### SET EXERCISE
Please copy out, word for word, the stretch of the listing below from the line containing "Locate the fog" through the line containing "Locate the tail", and reproduce nothing beyond those lines.

--- DATA EXTRACT ---

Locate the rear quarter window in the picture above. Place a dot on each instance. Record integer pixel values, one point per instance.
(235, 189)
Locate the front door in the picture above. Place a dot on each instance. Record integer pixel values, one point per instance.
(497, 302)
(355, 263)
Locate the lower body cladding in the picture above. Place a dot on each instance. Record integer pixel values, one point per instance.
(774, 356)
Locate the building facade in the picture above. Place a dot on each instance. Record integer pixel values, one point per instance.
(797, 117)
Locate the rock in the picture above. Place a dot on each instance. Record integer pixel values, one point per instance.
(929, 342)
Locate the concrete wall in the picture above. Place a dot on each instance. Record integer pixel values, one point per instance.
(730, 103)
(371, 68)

---
--- DATA EXTRACT ---

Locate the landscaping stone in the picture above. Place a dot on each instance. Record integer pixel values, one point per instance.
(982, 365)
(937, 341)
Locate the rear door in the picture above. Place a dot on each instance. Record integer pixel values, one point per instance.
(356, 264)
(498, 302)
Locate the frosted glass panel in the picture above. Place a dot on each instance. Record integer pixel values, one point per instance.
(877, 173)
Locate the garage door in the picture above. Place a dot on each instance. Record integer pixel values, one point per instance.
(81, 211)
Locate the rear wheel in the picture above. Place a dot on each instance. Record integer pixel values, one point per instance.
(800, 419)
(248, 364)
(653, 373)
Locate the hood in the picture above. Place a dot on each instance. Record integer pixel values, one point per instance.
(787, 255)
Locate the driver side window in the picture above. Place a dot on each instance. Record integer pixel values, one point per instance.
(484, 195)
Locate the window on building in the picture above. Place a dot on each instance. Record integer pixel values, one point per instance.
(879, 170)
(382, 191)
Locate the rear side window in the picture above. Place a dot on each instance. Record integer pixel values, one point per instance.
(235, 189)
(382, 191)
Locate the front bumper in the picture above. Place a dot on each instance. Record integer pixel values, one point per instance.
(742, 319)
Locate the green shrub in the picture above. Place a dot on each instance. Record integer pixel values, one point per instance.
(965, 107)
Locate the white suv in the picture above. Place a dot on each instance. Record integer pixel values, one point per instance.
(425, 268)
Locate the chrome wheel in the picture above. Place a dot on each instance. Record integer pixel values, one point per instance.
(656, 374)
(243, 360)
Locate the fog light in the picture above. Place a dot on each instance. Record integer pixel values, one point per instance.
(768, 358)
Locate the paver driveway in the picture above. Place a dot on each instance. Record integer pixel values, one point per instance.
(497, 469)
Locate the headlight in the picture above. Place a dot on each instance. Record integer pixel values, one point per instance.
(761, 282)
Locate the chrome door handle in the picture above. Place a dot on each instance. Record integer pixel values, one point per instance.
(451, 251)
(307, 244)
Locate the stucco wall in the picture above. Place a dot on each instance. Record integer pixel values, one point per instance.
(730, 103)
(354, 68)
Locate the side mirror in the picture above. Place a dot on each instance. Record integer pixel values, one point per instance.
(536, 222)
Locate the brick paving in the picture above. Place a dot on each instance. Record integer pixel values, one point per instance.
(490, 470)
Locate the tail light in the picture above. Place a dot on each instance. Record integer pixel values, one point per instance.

---
--- DATA EXTRACT ---

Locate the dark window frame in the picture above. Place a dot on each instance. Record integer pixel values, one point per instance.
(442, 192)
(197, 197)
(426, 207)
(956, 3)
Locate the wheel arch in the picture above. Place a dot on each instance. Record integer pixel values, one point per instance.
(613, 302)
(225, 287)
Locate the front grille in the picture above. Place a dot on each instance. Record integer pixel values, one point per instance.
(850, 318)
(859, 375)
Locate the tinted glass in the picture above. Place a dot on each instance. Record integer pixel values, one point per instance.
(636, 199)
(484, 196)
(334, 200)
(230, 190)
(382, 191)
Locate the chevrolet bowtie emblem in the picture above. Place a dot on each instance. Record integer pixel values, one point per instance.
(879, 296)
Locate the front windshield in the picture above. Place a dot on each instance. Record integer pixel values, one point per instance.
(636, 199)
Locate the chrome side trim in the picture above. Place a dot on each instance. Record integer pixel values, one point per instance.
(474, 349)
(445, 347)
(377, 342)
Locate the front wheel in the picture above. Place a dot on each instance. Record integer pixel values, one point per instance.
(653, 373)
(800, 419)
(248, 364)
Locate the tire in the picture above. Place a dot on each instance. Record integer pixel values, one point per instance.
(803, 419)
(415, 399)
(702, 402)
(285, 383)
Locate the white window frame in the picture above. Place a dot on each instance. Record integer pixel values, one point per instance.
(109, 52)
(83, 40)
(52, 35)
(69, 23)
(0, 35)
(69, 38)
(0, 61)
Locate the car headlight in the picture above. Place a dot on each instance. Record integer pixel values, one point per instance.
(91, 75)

---

### OUTPUT FOR THIS TASK
Locate the fog light in the picture above. Place a dot on each instance. Record integer pixel values, one point per instance.
(768, 358)
Locate the paver driveway in the picture above. Place a dot on each instance. Record integer pixel values, one point per instance.
(497, 469)
Locate the headlight in the picture above. Place a dot on each instance. Record integer pixel values, one point per instance.
(761, 282)
Locate the chrome door handle in the picture above. Place a dot on each instance. Record integer pixel values, one point per instance.
(451, 251)
(307, 244)
Locate the stucco wall in the picture above. Place a dot on each instance. Record integer pixel values, one point per instance.
(730, 103)
(354, 68)
Locate the side mirror in the picture above. Place a dot on each instance. Record integer pixel values, one point per instance.
(536, 222)
Locate the brick paving in the picture above. Place a dot on each instance. Record integer pixel values, one point per instance.
(490, 470)
Locate the tail light in the picture above. Place a dot on each instance. Record integer pixel values, one point per instance.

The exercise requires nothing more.